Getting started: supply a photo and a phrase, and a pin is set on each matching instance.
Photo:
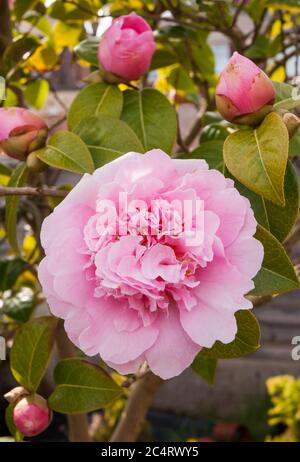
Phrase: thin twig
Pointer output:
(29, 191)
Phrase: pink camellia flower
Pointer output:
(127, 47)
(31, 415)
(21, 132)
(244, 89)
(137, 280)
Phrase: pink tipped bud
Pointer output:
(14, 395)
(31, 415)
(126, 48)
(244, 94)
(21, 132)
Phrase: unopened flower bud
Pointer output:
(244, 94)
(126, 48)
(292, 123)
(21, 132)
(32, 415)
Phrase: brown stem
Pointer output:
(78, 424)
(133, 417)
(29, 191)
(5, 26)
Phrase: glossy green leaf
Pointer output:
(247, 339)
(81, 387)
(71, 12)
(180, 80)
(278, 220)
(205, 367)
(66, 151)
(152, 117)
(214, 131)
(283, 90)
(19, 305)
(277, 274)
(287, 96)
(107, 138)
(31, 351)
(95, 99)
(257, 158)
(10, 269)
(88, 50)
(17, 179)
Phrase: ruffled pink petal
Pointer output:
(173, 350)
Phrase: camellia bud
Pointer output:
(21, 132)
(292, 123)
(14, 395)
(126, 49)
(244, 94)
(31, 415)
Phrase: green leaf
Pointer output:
****************************************
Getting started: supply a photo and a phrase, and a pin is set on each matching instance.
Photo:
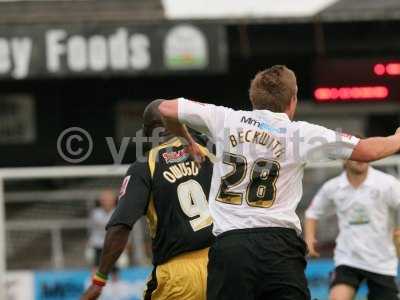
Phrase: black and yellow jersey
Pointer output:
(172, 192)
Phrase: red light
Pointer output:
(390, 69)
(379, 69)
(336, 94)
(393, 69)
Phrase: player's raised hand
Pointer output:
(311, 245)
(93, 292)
****************************************
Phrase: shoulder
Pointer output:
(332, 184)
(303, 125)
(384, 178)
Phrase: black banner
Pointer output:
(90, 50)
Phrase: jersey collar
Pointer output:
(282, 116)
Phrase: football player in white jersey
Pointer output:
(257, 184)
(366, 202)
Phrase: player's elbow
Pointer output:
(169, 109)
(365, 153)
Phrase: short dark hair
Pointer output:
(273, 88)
****************************************
▶ **Task brief**:
Return each line of the data above that includes the word "player".

▶ **Response box**:
Phrase: player's raised hand
Phrase: football player in white jersey
Phrase: player's elbow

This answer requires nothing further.